| Task statement |
Copy out all the data, word for word.

| Point-based annotation data |
[start]

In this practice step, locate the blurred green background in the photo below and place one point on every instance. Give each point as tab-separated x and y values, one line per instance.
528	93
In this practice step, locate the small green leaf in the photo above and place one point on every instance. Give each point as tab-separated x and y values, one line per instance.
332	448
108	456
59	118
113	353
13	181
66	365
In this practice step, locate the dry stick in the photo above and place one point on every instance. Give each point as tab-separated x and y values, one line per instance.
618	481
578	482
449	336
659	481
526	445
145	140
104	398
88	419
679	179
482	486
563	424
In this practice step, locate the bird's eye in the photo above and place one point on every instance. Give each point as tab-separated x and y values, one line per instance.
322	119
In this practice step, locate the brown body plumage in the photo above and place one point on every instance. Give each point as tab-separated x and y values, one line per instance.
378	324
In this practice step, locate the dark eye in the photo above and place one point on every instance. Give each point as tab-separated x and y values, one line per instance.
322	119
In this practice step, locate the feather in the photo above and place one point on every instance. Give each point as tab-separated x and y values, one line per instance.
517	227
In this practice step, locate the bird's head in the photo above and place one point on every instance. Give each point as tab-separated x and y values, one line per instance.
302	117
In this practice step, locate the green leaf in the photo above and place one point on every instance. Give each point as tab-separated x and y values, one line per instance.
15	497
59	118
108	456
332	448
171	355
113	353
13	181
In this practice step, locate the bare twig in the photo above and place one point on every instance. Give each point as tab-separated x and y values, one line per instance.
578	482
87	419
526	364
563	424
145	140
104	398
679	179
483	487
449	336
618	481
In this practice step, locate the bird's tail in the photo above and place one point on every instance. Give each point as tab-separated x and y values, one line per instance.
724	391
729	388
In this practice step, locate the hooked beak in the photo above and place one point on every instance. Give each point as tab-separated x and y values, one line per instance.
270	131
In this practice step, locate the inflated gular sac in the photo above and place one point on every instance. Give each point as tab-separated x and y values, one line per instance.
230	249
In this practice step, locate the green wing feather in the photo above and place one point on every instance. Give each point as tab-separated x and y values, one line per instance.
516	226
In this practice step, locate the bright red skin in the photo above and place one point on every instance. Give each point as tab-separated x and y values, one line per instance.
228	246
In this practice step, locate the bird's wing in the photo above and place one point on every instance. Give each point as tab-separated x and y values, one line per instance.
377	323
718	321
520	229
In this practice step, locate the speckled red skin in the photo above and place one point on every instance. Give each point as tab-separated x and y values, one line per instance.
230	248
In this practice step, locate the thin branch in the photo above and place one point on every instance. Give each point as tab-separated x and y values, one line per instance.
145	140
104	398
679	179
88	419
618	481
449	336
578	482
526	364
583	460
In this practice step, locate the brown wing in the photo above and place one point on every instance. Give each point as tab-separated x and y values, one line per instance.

[end]

| Correct output |
In this practice step, locate the blurred green background in the photo below and place one point on every instance. Give each point as tab-separated x and y values, one line per instance.
528	93
In this practice step, locate the small green leaf in the photo above and place one point on every instance. Give each point as tab-separated x and y values, one line per instance.
332	448
108	456
59	118
113	353
13	181
66	365
In this practice step, locate the dry stick in the photo above and place one point on every instance. Give each point as tab-separated x and y values, one line per instance.
618	481
578	482
449	336
659	481
526	445
145	140
104	398
88	419
679	179
482	486
563	424
In this practice step, locate the bird's eye in the photo above and place one point on every instance. Give each point as tab-separated x and y values, one line per instance.
322	119
In this practice step, locate the brown body plumage in the photo above and place one point on every instance. Give each point as tab-separated x and y values, one line per instance.
378	324
In this practice step, locate the dark eye in the photo above and place one point on every instance. Give each point as tab-separated x and y values, one line per instance.
322	119
In this practice step, locate the feather in the photo above and place one point on every instance. Give each point as tab-separated x and y values, one line per instance.
517	227
In this practice step, locate the bird's head in the photo above and place one point on every instance. Give each point as tab-separated x and y values, one line per instance.
302	117
In this practice step, locate the green leaf in the photo above and place one point on every instance. Give each point as tab-separated x and y values, one line per instance.
15	497
59	118
108	456
332	448
171	355
113	353
13	181
In this practice step, locate the bare twig in the photo above and place one point on every instance. Give each point as tab-separated x and y values, one line per instance.
578	482
87	419
526	364
563	424
145	140
104	398
679	179
483	487
449	336
618	481
In this practice step, locate the bird's tail in the photo above and place one point on every instance. Give each point as tab-separated x and y values, one line per instance.
724	391
729	388
In this practice step, locate the hooked beak in the photo above and place one point on every instance. Give each point as tab-separated x and y values, one line per instance.
270	131
In this practice step, locate the inflated gular sac in the photo above and place one point on every instance. Give each point as tab-separated x and y values, one line per instance.
230	249
In this practice step, locate the green wing feather in the photo above and place one point on every instance. Give each point as tab-separated x and y values, one line per instance.
516	226
In this practice step, locate the bright red skin in the photo above and place one point on every instance. Give each point as tab-separated x and y values, one line per instance.
228	246
In this practice step, locate the bird's wing in the photo above and place one point on every instance. Give each point as tab-separated x and y values, one line per instance.
377	323
718	321
520	229
In this practice step, locate the speckled red skin in the photo above and place one point on every instance. Give each point as tab-separated x and y values, one line per instance.
230	248
In this practice step, locate the thin branch in the photo above and place one point on every instance. Give each point as tab-separated x and y values, one line per instance.
145	140
104	398
679	179
88	419
618	481
449	336
578	482
526	364
583	460
In this practice step, locate the brown wing in the photo above and place one point on every instance. Give each point as tab-separated x and y values, one line per instance.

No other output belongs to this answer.